BCVA, OCT, and fluorescein angiography were assessed by certified examiners using standardised protocols as reported [16]. Longitudinal changes (same eye before and after treatment) in BCVA, CFT, and mean macular volume (MMV) from baseline to weeks 2, 4, 6, and 8 were primary endpoints, as they reflect treatment impact over time. Assessments included the proportion of eyes at week 8 showing changes from baseline resulting in loss (−30 to −5), no change (−4 to +4), and gain (+5 to +15) of ETDRS letters at 4 m; improvement (−140 to −21 μm), no change (−20 to +20 μm), or worsening (+21 to +250 μm) of CFT; and improvement (−2.72 to −0.06 mm3), no modification (−0.05 to +0.05 mm3), or aggravation (+0.06 to +2.72 mm3) of MMV. Finally, an overall score of visual and anatomical outcomes at week 8 was provided by six independent retina specialists blinded to treatment certified by the Instituto Mexicano de Oftalmología Reading Centre. The overall change from baseline in all primary endpoints (BCVA, CFT, MMV, OCT macula image, fundoscopy, fluorescein angiography) was graded using a scale ranging from −4 to +4, in which −4 was highest worsening, 0 no change, and +4 highest improvement.

Secondary endpoint

PRL levels in serum confirmed adherence to levosulpiride treatment (also monitored by counting drug tablet return) and were quantified using the IMMULITE 2000 XPi immunoassay system (Siemens, Munich, Germany). The intra-assay and inter-assay coefficients of variation were less than 1%.

Safety assessment

Medical history, physical examination, ocular pressure, vital signs (sitting systolic and diastolic blood pressure), and laboratory tests in blood (HbA1c and creatinine) evaluated the safety of the study medication (levosulpiride vs. placebo). The occurrence of adverse effects was also sought by nondirective questioning of the patient at each visit or between visits.

§ Work instructions
1. In the levosulpiride study methods text, what system was used to measure PRL levels in serum?
2. Continue the levosulpiride study methods text from its final sentence.

Natural language region descriptions
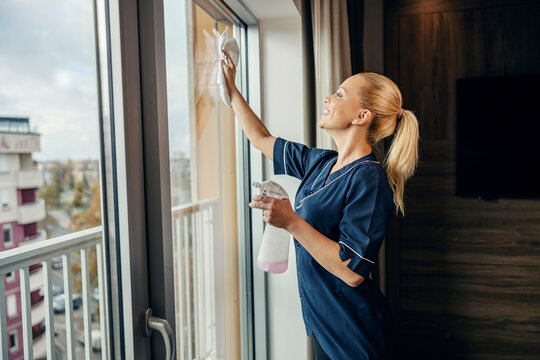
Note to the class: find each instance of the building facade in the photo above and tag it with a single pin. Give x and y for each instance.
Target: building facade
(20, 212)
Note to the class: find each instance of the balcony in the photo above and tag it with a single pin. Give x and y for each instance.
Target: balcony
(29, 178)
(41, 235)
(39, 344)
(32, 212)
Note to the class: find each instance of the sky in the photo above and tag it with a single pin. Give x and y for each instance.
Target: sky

* * *

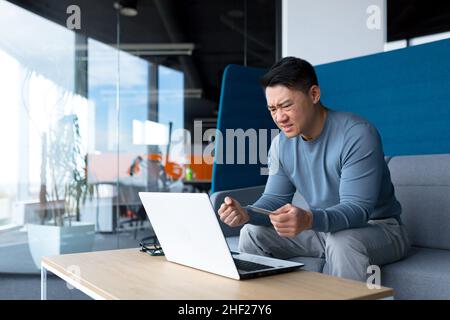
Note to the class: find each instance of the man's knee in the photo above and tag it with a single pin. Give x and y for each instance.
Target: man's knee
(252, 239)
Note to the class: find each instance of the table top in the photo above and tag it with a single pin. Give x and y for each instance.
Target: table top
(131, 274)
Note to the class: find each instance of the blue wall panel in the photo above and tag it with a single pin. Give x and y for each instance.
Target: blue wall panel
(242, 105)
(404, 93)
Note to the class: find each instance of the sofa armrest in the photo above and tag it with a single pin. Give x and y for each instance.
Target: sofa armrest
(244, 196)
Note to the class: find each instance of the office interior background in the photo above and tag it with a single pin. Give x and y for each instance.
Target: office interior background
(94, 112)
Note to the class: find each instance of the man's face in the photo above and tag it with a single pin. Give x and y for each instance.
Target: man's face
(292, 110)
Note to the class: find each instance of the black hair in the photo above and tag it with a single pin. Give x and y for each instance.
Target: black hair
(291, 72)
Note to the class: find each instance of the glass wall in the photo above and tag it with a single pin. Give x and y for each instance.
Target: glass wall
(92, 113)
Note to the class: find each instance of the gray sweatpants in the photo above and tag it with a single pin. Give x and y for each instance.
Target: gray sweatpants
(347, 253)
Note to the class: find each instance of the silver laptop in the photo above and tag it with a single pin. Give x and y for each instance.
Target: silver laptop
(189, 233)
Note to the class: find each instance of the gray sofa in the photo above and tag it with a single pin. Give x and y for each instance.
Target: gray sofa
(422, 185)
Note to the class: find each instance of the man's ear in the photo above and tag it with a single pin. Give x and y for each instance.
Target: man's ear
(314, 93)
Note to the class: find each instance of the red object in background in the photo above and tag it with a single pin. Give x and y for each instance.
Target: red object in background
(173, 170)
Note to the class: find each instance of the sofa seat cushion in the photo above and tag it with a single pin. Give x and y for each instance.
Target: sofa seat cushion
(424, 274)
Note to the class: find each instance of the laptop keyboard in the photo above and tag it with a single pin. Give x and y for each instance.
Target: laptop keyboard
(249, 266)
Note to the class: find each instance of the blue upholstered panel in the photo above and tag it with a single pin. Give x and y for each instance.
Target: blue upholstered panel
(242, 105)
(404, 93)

§ Task answers
1. The IMMULITE 2000 XPi immunoassay system (Siemens, Munich, Germany).

2.
PDR study

Protocol

Briefly, from 175 screened PDR mestizo patients with type 2 diabetes undergoing elective primary pars plana vitrectomy, 41 eligible patients signed the informed consent, and their blood was withdrawn to evaluate PRL, HbA1c, and creatinine levels. From these 41 patients, 2 were excluded due to basal hyperprolactinemia (>20 ng/ml) and 3 because of vitrectomy being re-scheduled. All 36 patients (19 females and 17 males) met the inclusion criteria (aged 40–69 years, no history of prior vitrectomy, PRL serum levels ≤20 ng/ml, and glomerular filtration rate >28 ml/min) and were randomized 1:1 to receive placebo (orally TID, n = 18) and levosulpiride (25 mg orally TID, n = 18) for 1 week before vitrectomy. Blood samples were obtained immediately prior to surgery but before induction of anaesthesia to measure PRL levels. One millilitre of non-dilute vitreous was collected before fluid infusion using 25- or 27-gauge vitrectomy systems. Vitreous samples were stored at −80 °C until assayed for VEGF and PlGF levels. Twenty-nine vitreous samples were a subset of previously reported specimens [19].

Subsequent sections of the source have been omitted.